▶ [GOAL]: In the records below, locate the line containing "pixel 352 762.", then extract it and all following lines exactly, ending with the last line.

=-=-=-=-=

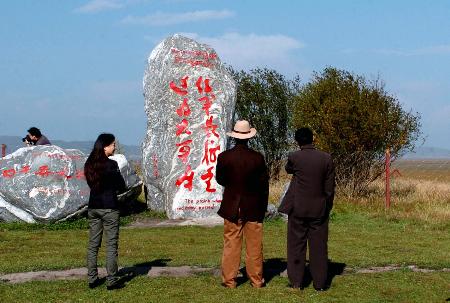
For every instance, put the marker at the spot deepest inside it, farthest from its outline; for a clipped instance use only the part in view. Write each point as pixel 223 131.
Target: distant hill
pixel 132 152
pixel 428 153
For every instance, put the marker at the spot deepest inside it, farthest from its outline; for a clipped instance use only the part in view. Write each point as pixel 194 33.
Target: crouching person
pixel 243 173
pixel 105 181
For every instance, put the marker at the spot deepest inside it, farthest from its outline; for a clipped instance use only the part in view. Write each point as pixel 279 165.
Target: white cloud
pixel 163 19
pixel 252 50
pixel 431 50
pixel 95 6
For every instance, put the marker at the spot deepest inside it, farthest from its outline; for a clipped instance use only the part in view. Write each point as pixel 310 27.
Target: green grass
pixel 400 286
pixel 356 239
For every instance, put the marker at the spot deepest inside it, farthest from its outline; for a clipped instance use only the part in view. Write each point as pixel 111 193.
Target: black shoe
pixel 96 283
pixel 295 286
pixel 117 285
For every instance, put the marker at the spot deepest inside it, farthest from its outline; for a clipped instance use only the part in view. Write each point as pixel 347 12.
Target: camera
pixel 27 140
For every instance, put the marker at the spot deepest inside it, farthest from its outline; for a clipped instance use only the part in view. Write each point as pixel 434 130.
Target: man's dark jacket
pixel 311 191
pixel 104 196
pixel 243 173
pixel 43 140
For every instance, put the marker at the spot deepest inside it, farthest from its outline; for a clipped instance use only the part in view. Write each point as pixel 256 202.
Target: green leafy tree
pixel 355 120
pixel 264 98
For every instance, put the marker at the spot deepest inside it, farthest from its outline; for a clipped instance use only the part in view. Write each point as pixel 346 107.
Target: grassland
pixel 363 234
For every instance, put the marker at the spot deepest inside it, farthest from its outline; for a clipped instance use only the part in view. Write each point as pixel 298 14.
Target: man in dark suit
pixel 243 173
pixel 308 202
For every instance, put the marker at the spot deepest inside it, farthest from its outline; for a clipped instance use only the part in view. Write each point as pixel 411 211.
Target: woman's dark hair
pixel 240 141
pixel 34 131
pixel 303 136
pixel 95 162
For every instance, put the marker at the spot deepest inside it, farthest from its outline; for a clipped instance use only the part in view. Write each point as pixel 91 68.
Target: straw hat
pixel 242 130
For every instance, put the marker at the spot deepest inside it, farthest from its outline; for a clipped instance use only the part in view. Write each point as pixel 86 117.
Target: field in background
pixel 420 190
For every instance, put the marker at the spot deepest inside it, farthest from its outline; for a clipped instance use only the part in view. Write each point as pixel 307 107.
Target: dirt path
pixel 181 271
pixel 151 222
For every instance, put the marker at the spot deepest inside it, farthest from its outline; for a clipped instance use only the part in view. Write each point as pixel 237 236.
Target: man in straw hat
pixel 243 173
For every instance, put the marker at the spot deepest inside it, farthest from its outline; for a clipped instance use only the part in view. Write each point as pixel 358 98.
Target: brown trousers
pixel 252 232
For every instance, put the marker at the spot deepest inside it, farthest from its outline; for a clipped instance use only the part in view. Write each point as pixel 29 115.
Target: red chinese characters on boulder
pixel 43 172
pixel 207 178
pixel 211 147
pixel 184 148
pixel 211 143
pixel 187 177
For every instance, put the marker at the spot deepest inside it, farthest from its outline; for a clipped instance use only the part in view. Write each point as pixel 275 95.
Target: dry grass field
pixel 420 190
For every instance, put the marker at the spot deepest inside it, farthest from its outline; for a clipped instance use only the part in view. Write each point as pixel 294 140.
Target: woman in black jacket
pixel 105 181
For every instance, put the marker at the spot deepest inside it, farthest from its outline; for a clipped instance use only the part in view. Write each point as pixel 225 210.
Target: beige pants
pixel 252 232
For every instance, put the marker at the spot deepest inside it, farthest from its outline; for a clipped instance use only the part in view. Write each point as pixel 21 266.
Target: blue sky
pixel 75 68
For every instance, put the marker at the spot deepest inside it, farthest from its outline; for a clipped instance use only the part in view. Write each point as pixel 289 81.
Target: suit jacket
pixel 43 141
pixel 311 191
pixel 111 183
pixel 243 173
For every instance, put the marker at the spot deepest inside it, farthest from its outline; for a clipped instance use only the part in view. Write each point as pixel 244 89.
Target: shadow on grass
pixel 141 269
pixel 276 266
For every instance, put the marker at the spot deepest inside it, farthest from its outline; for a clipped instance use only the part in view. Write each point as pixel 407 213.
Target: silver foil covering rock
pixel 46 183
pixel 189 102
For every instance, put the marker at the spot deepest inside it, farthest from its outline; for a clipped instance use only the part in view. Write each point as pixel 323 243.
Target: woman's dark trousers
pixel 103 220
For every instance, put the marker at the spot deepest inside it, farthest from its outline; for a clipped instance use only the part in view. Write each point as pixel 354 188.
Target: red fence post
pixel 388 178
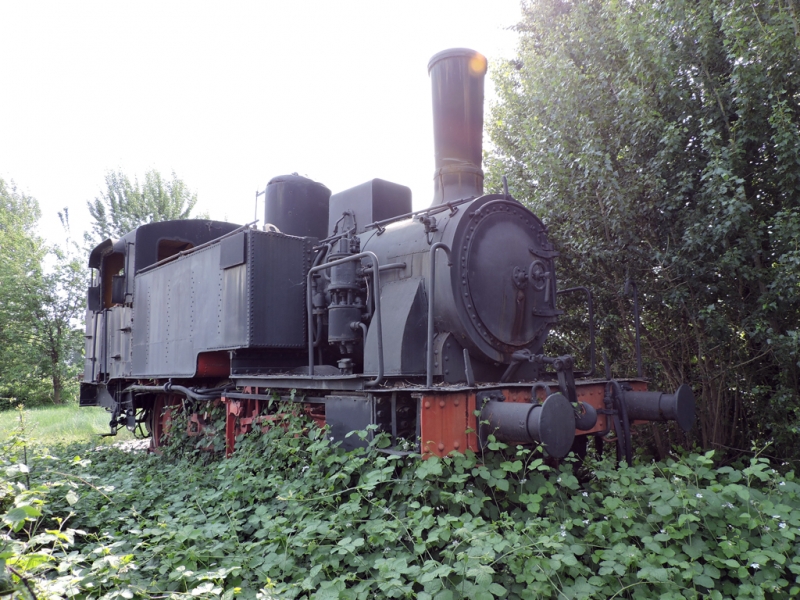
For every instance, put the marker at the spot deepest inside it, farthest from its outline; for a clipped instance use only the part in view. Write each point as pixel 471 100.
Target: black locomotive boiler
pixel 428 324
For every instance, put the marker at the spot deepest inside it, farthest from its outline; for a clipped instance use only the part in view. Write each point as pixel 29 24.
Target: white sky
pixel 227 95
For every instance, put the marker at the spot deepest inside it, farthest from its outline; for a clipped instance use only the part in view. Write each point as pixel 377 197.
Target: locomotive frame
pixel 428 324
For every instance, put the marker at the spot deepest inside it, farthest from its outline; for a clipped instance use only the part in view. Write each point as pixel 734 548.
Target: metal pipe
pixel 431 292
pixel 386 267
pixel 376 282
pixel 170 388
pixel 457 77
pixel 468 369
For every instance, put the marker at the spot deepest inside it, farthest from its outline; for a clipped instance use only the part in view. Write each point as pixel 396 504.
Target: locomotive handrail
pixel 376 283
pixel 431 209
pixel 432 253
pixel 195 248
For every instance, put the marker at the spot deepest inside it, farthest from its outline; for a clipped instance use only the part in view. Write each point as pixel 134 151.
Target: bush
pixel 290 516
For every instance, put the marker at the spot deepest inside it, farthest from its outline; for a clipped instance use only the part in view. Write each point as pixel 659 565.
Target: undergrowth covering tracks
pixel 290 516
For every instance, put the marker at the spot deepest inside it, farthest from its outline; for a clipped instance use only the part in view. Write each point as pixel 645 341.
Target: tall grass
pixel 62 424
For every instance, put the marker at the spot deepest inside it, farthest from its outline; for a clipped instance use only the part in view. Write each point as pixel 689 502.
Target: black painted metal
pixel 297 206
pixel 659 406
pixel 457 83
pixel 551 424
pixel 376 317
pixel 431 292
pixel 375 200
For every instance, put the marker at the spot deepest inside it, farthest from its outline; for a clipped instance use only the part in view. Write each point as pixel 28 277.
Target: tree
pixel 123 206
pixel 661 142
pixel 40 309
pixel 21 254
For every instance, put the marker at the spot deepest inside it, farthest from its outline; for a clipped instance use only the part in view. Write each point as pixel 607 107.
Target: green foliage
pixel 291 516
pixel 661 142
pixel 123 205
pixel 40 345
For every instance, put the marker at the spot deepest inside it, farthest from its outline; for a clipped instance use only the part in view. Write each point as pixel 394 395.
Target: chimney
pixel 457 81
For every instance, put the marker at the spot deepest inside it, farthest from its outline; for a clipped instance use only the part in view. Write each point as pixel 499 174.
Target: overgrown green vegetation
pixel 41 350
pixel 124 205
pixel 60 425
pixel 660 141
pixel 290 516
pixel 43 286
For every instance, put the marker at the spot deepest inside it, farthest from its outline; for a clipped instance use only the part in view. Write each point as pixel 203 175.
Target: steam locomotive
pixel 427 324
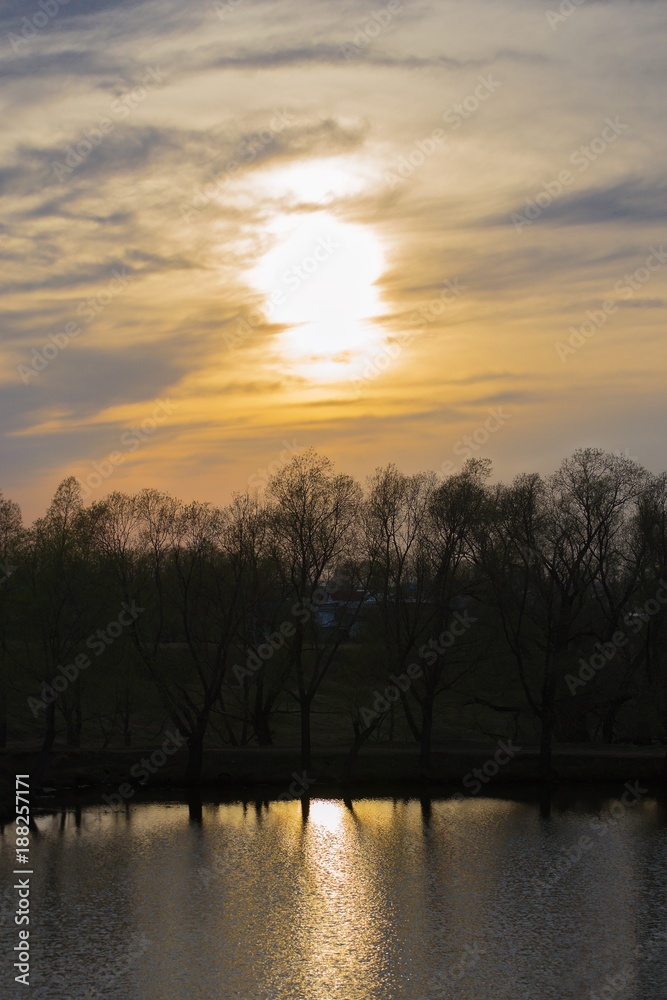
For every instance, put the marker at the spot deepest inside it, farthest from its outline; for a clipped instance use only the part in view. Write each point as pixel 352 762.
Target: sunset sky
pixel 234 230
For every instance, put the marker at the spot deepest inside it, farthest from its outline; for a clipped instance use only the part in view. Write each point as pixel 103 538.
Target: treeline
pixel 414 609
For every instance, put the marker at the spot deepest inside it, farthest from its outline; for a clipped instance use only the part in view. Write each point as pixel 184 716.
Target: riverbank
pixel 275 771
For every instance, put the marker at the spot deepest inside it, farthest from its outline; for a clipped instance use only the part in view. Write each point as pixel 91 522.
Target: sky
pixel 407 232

=-=-=-=-=

▶ [TASK OUTPUT]:
For every instance, put the marker at the spot deepest inside it, farthest from its outline; for a clipped instance use only the part in view. Write each point as pixel 352 762.
Target: sunset sky
pixel 234 230
For every instance, put the marker at the spot deepest inside it, farthest from its outline; for a clipped instance use only the part in view. Write each point as pixel 103 538.
Target: treeline
pixel 414 609
For every instance, put the marker at the spot deepest inside it, farthest from its outline; for a clipped instance use only the part in view. Write each point as pixel 184 716.
Target: riverbank
pixel 275 771
For every instance, put the marker at the spot deepest inside it, farthest from its outline; for a clipped instance use only the part in view. Write each point as pixel 91 522.
Target: sky
pixel 407 232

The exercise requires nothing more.